## START The data

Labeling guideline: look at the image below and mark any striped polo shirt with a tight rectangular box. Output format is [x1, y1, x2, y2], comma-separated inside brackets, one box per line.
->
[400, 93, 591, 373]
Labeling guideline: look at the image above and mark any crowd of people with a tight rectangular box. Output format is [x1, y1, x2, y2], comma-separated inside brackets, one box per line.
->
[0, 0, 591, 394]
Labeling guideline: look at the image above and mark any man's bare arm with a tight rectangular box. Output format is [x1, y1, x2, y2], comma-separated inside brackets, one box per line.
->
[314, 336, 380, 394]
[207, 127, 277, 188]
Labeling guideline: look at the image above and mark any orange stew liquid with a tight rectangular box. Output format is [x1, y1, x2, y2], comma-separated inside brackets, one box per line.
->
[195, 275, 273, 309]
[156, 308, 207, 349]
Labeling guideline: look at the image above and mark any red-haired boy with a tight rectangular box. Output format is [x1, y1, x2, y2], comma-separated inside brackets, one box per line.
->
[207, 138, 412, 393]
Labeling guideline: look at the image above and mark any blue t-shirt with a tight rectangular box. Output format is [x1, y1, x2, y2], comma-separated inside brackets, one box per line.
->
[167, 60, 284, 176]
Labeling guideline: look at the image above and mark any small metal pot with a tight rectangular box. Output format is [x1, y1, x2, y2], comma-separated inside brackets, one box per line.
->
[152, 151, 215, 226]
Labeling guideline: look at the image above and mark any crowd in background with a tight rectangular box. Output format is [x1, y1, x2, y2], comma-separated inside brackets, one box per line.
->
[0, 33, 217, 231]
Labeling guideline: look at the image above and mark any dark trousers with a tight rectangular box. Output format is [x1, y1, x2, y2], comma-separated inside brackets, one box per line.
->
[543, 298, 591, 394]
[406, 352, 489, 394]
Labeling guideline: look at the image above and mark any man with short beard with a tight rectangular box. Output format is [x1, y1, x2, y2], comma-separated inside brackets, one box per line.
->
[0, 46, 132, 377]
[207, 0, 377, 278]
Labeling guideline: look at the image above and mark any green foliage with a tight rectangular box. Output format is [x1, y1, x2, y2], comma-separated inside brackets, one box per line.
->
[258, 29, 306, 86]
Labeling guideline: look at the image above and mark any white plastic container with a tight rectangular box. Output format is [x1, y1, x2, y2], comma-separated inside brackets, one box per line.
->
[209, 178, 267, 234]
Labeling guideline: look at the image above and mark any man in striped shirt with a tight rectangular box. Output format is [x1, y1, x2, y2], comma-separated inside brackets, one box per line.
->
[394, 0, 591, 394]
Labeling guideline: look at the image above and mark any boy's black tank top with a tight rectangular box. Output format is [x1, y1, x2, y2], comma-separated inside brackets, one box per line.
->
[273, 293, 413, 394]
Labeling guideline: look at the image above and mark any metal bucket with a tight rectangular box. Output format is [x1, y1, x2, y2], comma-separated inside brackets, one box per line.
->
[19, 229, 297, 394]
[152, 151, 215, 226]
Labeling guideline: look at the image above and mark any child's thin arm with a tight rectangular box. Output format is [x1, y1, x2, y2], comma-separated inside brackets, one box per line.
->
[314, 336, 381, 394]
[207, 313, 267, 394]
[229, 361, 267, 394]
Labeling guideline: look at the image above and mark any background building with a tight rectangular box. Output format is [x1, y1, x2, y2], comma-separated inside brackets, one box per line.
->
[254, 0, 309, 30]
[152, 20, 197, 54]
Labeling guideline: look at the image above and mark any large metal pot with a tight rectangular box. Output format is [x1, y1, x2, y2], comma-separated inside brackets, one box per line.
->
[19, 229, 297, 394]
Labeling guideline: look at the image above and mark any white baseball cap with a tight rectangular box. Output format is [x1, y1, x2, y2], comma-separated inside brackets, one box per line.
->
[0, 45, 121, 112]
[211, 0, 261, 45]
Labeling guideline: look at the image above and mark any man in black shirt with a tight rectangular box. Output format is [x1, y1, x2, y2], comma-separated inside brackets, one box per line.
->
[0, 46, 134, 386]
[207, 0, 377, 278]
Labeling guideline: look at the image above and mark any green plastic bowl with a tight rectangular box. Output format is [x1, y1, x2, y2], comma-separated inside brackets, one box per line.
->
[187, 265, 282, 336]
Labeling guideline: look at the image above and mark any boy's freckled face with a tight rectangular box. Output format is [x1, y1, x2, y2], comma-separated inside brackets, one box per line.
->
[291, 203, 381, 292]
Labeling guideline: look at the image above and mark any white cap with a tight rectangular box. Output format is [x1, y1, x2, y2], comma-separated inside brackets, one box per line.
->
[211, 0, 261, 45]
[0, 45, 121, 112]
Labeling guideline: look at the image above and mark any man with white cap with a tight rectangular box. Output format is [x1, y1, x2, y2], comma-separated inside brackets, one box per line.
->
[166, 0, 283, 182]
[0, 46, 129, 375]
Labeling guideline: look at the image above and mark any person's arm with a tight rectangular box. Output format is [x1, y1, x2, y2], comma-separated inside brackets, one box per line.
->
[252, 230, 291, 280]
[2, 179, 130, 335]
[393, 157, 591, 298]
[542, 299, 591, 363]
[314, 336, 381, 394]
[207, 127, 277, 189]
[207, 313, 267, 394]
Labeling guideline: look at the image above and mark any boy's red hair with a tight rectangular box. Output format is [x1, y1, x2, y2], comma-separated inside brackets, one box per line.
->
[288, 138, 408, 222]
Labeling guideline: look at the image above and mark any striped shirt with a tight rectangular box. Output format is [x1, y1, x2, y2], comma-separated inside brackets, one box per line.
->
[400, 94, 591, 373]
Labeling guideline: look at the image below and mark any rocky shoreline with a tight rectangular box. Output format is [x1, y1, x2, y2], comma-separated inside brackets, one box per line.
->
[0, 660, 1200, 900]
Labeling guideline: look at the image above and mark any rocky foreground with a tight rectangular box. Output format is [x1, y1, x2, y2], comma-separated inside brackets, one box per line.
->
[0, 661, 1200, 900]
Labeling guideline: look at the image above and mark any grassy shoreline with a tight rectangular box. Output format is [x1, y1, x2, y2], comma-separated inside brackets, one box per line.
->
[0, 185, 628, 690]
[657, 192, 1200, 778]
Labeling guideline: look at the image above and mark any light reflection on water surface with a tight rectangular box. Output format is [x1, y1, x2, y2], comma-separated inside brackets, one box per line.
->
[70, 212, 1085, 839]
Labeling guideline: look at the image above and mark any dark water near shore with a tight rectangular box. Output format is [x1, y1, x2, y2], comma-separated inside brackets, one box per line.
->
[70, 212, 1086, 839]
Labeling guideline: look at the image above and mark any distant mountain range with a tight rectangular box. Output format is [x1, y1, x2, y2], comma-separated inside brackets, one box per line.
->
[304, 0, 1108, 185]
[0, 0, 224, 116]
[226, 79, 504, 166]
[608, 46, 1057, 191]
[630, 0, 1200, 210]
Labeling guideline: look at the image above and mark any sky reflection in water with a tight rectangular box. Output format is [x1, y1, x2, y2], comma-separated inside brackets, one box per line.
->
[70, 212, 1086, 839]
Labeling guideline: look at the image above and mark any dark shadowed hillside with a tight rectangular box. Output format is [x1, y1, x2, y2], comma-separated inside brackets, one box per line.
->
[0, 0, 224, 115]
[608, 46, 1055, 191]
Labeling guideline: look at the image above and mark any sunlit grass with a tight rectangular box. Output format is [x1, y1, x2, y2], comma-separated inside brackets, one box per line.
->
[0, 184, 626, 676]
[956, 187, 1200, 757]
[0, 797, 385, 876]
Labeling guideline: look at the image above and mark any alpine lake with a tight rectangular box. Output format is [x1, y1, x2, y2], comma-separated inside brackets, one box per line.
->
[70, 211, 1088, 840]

## END The data

- Exercise aim -
Rewrite the rows starting at the line containing "Labeling guideline: look at the image above and mark any orange" and ending at the line containing "[406, 352, 489, 394]", requests included, with each bounding-box coordinate in the answers multiplied by 0.4 and rounded to a whole number, halves rounding up. Output only those lines.

- Written response -
Labeling guideline: look at the image above and mark any orange stew liquid with a tight rectangular box. Output format is [x1, y1, x2, y2], comma-separated inside brackets, one box per line.
->
[78, 110, 109, 124]
[62, 123, 83, 140]
Labeling guideline: look at the image above and mark any red-haired boy with a tight rectangular box. Output format is [x1, y1, x2, y2], comma-separated inside brackets, one box per line.
->
[83, 55, 165, 157]
Labeling guideline: look at the image above and mark any blue t-shirt with a tight rectangular box. Output format is [x1, y1, x2, y2], comma-separated inside brackets, one box per line.
->
[67, 24, 114, 70]
Labeling guideline: look at the image above and mark any small metal pot with a tight rectangular box. Output format is [x1, y1, x2, y2], comma-separated inside brackets, one box per line.
->
[61, 60, 86, 90]
Labeling guideline: look at the image above and mark any crowd in background with a tight rectangular box. Output format is [x1, y1, x2, y2], comma-separated inside brackets, one box per line.
->
[0, 13, 87, 92]
Labeling guideline: look at the image above and mark any dark trousers with a tight rectangular box. Output format is [x1, y1, x2, y2], comma-separated inside brackets, one box per line.
->
[217, 119, 236, 158]
[162, 141, 196, 158]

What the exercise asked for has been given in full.